#### Brief
Please retype the data that follows, starting at the line containing "the white window" and stopping after the last line.
[Records for processing Boundary: Start]
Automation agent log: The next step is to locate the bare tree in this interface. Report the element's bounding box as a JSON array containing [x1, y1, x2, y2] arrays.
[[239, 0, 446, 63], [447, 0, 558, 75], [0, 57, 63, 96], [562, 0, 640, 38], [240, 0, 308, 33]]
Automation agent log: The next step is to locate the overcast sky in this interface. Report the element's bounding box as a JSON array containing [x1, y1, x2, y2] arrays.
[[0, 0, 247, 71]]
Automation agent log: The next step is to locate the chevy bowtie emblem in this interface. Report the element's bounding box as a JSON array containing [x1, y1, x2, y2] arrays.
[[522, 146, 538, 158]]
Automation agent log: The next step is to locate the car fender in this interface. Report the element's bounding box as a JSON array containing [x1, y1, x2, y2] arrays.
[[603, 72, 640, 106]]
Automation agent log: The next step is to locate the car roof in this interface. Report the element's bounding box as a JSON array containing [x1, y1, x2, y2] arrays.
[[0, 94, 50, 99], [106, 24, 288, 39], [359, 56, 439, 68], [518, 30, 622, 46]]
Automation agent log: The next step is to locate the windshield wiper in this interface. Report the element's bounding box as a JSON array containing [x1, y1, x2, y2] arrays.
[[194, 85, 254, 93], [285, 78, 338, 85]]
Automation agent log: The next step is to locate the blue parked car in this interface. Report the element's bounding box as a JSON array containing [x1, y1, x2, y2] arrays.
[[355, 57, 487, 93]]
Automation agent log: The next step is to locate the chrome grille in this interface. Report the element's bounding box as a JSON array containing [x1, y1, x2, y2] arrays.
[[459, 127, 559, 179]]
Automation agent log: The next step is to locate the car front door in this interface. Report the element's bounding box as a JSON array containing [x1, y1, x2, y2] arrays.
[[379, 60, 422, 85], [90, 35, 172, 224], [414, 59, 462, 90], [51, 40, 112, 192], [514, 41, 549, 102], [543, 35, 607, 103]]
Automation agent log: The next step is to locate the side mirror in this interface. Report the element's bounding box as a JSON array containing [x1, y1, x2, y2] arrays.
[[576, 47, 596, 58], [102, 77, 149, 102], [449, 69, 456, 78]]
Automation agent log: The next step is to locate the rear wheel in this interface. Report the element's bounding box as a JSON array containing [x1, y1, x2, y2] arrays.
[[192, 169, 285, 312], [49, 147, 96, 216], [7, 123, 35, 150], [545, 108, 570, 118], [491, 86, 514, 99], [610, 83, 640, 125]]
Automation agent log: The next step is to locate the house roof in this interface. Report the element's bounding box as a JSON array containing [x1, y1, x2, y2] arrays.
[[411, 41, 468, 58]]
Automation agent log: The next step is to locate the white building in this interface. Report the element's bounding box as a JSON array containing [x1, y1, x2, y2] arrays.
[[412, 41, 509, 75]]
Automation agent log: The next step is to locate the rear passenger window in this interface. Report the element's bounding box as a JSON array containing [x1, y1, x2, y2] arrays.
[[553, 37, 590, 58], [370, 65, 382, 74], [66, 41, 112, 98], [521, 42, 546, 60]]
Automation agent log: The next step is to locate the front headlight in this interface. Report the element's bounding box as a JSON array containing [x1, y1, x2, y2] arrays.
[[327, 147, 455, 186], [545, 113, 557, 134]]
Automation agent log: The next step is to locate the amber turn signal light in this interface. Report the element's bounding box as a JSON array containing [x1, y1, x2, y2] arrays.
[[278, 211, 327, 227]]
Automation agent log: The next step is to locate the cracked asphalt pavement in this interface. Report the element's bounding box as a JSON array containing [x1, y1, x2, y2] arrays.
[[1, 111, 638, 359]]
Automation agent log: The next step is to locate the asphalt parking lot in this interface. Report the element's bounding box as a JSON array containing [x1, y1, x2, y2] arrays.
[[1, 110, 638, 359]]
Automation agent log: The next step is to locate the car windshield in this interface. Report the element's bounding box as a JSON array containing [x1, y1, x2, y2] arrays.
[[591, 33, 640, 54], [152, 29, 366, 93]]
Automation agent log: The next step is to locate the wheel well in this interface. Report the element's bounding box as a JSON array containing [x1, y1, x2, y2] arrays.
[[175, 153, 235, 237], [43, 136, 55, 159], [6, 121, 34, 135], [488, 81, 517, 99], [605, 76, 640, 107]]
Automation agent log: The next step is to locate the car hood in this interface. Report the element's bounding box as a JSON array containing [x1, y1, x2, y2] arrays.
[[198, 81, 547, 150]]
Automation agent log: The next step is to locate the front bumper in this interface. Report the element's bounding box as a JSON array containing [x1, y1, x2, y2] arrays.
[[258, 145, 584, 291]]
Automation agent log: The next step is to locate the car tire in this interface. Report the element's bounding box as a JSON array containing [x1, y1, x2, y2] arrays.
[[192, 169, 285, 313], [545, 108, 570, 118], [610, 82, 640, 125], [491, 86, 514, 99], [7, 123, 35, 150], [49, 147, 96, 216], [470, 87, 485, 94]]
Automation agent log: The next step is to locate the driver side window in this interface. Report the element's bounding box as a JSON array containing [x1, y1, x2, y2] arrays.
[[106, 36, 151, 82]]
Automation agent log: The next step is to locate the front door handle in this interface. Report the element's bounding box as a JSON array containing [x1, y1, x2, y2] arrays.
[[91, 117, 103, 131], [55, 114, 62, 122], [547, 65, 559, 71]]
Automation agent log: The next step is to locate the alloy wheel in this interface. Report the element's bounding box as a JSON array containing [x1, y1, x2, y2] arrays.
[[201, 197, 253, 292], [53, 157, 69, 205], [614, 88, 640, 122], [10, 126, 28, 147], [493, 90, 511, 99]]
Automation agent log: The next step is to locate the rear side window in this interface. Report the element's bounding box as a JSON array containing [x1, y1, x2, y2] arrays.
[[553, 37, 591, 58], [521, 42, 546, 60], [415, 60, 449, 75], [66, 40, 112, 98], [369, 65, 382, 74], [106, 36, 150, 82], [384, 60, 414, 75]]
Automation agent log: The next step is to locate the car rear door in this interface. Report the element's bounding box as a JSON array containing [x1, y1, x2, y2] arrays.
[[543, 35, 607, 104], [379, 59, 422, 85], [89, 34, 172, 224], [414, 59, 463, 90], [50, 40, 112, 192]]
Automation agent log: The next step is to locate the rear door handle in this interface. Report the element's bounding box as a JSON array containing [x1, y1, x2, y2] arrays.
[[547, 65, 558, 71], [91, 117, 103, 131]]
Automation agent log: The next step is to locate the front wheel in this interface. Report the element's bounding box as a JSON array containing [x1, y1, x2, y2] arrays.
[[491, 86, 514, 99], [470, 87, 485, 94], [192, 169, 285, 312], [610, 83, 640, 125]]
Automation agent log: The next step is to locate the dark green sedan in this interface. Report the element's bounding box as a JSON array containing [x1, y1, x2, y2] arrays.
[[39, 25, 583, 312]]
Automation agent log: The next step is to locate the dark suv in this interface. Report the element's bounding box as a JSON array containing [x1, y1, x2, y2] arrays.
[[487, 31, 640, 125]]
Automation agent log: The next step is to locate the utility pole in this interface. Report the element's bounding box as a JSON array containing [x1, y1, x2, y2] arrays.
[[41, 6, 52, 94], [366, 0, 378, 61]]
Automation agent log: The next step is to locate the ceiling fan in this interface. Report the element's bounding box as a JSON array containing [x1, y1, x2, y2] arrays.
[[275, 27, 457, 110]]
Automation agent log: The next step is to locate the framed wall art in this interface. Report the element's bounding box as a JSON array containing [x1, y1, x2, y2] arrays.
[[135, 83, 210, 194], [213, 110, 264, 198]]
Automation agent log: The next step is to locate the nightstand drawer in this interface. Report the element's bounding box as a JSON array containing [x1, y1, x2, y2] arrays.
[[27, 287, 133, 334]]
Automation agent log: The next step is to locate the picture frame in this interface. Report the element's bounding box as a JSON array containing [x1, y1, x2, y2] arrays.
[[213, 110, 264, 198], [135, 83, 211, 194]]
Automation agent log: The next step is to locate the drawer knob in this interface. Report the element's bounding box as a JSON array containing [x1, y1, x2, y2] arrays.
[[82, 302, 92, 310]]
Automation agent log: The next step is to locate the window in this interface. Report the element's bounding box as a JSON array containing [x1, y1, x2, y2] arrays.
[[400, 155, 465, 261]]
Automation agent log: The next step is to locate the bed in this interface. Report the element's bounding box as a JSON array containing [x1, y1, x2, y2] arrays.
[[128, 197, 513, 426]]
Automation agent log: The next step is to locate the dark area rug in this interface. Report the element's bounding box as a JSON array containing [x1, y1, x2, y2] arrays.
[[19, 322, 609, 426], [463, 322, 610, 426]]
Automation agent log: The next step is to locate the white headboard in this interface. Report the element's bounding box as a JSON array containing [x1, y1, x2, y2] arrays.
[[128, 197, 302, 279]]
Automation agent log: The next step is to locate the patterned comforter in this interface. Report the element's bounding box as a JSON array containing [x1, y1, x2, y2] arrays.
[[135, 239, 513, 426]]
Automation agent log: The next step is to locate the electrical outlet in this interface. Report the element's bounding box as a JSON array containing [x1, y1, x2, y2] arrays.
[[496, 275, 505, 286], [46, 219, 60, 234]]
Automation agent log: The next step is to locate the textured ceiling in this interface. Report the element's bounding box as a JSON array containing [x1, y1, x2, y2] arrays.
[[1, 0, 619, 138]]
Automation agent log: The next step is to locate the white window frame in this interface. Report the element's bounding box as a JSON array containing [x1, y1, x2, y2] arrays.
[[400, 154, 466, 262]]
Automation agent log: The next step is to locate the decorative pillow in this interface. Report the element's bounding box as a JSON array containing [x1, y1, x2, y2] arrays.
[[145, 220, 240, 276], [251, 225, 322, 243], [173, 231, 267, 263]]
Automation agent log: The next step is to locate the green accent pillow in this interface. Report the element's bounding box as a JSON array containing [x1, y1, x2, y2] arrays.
[Records for processing Boundary: End]
#### Answer area
Automation agent log: The next step is to locate the white window frame in this interface. Report the element's bounding box as a JSON array containing [x1, y1, x2, y2] arrays.
[[400, 154, 466, 262]]
Automation agent log: The next step is to locate the decorative pillow in this interface. Report the element's bounding box as a JSON array containing [x1, y1, x2, y2] arrays.
[[145, 220, 240, 276], [251, 225, 322, 243], [173, 231, 267, 263]]
Automation agent log: The next step is to locate the green accent pillow in this interface. Report the element's bounding box as a JSON array containing [x1, y1, x2, y2] arrays.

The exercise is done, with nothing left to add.